> PAGE EXCERPT
______
Launching Australia’s first strategy for tackling antibiotic resistance on Tuesday, the health minister, Sussan Ley, said more than 29m prescriptions for antibiotics were subsidised by the government in 2013, with the drugs reaching 45% of the population.
It made Australia’s consumption of antibiotics among the highest in the world, she said. Despite this, Australia has never had a national strategy for tackling antimicrobial resistance until now.
“The over- and misuse of antibiotics has been identified as a significant contributor to the emergence of resistant bacteria,” Ley said.
“Antibiotics and other antimicrobial medicines are a precious resource and this strategy is not about removing access, but about providing guidance to use them in the safest and most effective way.”
Ley said 65% of Australians believed antibiotics would help them recover from a cold or flu virus, despite the drugs only being useful to treat bacterial infections.
Results from an Australian Commission on Safety and Quality in Health Care study, released in November, found more than 30% of antibiotic prescriptions in 2013 were inappropriate.
______
> PROVIDED DATA

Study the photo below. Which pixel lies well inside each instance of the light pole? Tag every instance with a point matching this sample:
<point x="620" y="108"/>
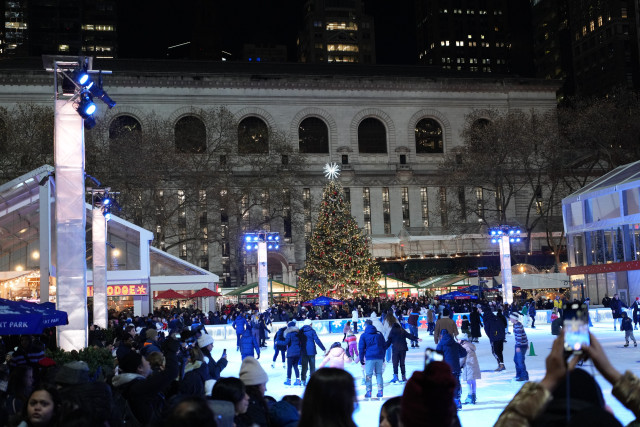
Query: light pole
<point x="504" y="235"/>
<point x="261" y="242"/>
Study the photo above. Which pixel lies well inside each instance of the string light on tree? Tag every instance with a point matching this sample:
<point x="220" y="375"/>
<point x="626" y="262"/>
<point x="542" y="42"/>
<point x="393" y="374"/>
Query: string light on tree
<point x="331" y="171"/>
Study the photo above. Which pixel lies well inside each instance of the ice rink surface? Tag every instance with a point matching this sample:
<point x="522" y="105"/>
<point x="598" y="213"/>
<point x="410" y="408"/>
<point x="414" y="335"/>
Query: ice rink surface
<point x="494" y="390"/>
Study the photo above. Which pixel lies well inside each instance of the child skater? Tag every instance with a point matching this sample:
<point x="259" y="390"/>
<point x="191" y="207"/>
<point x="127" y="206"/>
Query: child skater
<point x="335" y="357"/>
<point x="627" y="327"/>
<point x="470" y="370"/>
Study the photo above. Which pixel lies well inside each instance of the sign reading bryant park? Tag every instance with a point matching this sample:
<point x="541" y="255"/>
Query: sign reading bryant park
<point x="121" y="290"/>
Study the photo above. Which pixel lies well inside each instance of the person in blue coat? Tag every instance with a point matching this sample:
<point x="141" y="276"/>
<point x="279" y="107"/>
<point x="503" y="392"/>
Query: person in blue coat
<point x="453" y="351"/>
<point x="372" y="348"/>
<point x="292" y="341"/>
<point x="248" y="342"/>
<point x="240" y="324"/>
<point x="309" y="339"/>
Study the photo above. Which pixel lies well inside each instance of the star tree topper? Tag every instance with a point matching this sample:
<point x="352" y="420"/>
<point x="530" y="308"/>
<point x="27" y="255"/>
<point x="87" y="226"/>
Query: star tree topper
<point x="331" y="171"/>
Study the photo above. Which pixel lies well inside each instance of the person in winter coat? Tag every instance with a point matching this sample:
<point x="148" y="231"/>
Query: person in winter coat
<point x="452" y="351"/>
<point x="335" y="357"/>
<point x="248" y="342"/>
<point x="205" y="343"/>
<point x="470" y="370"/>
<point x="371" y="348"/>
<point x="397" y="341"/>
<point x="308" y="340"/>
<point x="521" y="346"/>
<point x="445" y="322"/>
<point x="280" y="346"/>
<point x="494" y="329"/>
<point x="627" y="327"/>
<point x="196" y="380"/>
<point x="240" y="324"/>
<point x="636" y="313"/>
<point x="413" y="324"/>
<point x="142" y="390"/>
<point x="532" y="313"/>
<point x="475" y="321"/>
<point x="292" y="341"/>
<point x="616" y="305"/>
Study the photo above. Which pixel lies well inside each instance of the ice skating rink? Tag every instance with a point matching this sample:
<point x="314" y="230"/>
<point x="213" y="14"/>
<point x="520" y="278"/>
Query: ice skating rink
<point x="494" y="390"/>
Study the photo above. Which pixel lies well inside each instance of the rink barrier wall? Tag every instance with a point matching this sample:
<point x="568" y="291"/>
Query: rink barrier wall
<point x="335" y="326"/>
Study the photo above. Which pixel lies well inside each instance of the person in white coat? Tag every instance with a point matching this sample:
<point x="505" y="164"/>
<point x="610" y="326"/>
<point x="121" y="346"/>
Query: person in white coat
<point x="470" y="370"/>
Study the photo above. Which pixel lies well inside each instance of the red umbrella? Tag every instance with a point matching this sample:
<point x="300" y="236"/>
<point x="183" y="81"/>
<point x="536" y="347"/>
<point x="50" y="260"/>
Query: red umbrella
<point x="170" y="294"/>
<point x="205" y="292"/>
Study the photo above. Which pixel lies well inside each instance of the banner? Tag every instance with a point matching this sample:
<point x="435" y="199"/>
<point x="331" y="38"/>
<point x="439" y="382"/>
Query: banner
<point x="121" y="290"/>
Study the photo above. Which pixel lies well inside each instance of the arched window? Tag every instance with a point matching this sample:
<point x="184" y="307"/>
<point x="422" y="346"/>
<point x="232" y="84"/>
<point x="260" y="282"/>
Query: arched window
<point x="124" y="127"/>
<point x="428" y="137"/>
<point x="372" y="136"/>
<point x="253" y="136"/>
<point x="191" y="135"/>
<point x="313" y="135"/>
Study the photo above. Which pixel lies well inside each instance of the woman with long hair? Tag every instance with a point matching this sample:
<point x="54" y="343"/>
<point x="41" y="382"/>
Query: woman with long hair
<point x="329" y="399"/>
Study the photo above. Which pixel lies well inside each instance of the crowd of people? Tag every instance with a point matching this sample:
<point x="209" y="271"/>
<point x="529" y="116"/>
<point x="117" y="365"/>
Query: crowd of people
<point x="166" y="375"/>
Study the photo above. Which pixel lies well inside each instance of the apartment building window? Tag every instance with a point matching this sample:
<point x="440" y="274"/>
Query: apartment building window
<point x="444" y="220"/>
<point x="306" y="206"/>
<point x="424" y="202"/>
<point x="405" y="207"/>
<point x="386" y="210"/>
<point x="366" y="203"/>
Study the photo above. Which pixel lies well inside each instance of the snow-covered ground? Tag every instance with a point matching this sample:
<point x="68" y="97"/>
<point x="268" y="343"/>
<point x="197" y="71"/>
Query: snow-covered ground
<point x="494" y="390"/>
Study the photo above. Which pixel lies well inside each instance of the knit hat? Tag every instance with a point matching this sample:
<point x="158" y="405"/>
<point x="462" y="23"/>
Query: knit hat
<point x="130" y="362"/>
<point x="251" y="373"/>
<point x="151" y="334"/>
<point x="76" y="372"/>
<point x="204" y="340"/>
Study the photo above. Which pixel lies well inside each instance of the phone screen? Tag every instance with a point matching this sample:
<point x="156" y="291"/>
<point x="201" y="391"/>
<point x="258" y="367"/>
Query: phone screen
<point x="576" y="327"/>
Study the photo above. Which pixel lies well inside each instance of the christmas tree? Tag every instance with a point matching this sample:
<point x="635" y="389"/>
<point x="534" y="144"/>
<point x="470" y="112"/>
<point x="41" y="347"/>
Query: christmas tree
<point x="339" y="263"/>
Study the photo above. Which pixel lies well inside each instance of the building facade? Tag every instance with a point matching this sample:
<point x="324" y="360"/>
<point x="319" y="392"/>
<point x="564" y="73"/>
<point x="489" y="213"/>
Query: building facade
______
> WORK INSTRUCTION 1
In the article on Australia's antibiotic resistance strategy, what share of Australians believed antibiotics would help them recover from a cold or flu virus?
> WORK INSTRUCTION 2
Carry on the article on Australia's antibiotic resistance strategy, picking up after its final sentence.
The items have no connection to the article on Australia's antibiotic resistance strategy.

> ANSWER AREA 1
65% of Australians.

> ANSWER AREA 2
The national strategy also said there was increasing evidence that antibiotic use in agriculture was contributing to resistance rates. However, the strategy acknowledged there was also a lack of monitoring and data in this area.
Ensuring nationally consistent prescription guidelines were developed and followed in human and animal healthcare would be essential, the strategy said.
But Professor Allen Cheng, the director of the infection prevention project at Alfred Health, described the strategy as “long overdue”.
Despite a government joint committee releasing a report on tackling antibiotic resistance in 1999, successive governments had failed to release a comprehensive strategy, he said.
“This is a long overdue statement of policy that recognises the threat that antimicrobial resistance poses to health in Australia,” Cheng said.